**** ENTRIES

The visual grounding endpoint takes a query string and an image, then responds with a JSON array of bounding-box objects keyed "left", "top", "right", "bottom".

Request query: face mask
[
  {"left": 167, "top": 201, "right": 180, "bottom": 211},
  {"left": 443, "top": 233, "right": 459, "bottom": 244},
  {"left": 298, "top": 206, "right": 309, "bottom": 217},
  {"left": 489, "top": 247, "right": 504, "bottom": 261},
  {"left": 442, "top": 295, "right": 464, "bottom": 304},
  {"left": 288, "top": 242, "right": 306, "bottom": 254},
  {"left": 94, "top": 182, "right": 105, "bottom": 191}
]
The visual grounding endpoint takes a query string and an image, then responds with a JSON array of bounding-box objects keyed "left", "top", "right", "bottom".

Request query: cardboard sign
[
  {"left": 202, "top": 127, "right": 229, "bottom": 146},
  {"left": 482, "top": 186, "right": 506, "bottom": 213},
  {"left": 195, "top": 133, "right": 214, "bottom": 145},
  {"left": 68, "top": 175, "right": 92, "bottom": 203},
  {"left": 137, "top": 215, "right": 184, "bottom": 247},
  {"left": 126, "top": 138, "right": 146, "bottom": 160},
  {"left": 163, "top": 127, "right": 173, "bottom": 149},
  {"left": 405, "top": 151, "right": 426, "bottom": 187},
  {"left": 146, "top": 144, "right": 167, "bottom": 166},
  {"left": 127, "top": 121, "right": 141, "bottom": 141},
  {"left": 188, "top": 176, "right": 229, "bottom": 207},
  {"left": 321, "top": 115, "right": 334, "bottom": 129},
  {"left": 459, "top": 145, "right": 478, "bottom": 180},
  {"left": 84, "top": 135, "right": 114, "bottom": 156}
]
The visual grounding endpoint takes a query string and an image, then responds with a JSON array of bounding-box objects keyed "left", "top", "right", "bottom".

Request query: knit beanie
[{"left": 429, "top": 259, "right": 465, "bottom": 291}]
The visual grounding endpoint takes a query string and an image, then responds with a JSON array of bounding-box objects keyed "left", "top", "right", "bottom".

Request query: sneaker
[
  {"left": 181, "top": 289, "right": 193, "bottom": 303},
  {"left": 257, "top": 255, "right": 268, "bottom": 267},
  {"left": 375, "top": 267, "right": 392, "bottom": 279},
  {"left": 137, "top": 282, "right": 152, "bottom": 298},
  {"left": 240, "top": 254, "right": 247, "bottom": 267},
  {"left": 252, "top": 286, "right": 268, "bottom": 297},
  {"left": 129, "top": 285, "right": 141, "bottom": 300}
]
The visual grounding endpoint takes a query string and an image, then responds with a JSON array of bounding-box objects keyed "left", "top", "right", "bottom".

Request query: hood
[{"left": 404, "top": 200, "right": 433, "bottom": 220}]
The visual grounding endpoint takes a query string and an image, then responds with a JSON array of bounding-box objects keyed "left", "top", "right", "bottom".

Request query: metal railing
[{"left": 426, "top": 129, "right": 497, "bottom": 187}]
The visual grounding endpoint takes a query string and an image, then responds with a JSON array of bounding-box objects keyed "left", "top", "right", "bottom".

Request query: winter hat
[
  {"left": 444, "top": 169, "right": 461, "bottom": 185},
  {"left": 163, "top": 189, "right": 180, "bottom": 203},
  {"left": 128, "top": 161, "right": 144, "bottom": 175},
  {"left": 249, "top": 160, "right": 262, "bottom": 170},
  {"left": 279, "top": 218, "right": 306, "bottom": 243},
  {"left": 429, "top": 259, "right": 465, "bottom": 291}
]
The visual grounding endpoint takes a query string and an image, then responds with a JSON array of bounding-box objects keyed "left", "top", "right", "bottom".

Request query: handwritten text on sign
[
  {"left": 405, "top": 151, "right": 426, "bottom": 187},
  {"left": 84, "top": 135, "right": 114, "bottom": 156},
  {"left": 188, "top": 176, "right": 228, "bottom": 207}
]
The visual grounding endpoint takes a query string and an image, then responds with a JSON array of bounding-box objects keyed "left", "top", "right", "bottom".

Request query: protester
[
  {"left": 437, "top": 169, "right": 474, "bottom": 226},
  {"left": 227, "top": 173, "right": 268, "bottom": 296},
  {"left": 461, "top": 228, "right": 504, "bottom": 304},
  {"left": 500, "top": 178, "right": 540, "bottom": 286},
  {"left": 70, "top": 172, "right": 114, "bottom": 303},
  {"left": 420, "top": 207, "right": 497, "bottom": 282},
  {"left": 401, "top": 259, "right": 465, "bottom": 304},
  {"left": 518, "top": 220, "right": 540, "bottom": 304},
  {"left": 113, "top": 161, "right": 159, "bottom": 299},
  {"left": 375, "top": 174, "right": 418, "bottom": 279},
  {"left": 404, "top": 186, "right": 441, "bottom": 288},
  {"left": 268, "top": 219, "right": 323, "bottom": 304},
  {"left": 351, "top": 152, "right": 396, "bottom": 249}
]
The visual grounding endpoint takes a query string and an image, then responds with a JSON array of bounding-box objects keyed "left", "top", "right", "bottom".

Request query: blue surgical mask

********

GIVEN TASK ->
Return each line of the records above that contains the string "mask"; case matters.

WRITTEN ANSWER ->
Request query: face mask
Request query: blue surgical mask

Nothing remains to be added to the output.